__WHAT THE TASK ASKS__
Output as a JSON list of strings the rows from the line containing "Pick out every instance of the narrow" through the end of the rows, with one string per line and blank lines left out.

__RECORDS SUPPLIED__
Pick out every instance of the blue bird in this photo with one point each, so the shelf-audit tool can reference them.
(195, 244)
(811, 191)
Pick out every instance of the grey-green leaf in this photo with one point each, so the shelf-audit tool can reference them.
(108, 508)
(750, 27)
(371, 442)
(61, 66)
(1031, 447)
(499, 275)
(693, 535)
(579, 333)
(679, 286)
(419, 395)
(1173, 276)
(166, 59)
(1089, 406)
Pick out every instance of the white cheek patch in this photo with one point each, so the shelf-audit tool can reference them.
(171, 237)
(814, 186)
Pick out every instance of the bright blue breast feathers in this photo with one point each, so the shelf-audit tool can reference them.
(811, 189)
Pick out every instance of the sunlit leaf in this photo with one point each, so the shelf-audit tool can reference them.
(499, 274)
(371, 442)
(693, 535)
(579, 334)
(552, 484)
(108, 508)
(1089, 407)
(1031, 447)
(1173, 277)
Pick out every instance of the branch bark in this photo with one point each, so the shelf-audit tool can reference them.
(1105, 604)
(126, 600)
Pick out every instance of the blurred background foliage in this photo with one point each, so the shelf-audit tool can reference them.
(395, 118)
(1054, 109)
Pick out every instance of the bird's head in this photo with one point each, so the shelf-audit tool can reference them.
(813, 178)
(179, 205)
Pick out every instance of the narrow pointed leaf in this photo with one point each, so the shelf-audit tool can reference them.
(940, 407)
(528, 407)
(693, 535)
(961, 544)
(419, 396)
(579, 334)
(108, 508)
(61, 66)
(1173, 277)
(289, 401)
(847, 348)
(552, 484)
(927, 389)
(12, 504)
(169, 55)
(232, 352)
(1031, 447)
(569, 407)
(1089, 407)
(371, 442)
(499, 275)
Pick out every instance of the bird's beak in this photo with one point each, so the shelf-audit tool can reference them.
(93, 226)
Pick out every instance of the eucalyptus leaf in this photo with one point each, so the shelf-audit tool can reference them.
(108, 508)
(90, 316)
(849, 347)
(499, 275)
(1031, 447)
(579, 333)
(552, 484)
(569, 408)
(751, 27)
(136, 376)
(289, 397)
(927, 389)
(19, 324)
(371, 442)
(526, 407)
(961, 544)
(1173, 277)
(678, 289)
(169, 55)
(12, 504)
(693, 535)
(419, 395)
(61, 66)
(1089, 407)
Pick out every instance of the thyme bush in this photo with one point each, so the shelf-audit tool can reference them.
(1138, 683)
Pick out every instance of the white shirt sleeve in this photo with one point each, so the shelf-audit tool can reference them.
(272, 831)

__ANSWER FOR THE TASK__
[
  "Pick out every instance of the narrow pointed leaf in this photo with one point each, so the shelf-audit tool can reference them.",
  "(940, 407)",
  "(528, 407)",
  "(693, 535)",
  "(961, 544)",
  "(419, 396)",
  "(579, 334)",
  "(108, 508)",
  "(61, 66)",
  "(1173, 277)",
  "(289, 401)",
  "(847, 348)",
  "(552, 484)",
  "(927, 389)",
  "(12, 504)",
  "(169, 55)",
  "(232, 352)",
  "(1031, 447)",
  "(569, 407)",
  "(1089, 407)",
  "(371, 442)",
  "(499, 275)",
  "Pick out every instance of the bird's beak in this photo with one point each, so the shelf-audit tool can reference them.",
  "(93, 226)",
  "Pick out every instance of the eucalyptus leaf in this photo with one point each, so the shelf-audit tool can reference them.",
  "(108, 508)",
  "(90, 316)",
  "(849, 347)",
  "(499, 275)",
  "(1031, 447)",
  "(579, 333)",
  "(552, 484)",
  "(569, 408)",
  "(751, 27)",
  "(136, 376)",
  "(289, 397)",
  "(927, 389)",
  "(19, 324)",
  "(371, 442)",
  "(526, 407)",
  "(961, 544)",
  "(1173, 277)",
  "(678, 289)",
  "(169, 55)",
  "(12, 504)",
  "(693, 535)",
  "(419, 395)",
  "(61, 66)",
  "(1089, 407)",
  "Pick out every instance of the thyme bush in this photo with one point each, so the shelf-audit tool can reference them.",
  "(1138, 683)",
  "Pick out every instance of the white shirt sleeve in this photo with one point each, so the shelf-audit tool can reference them.",
  "(272, 831)"
]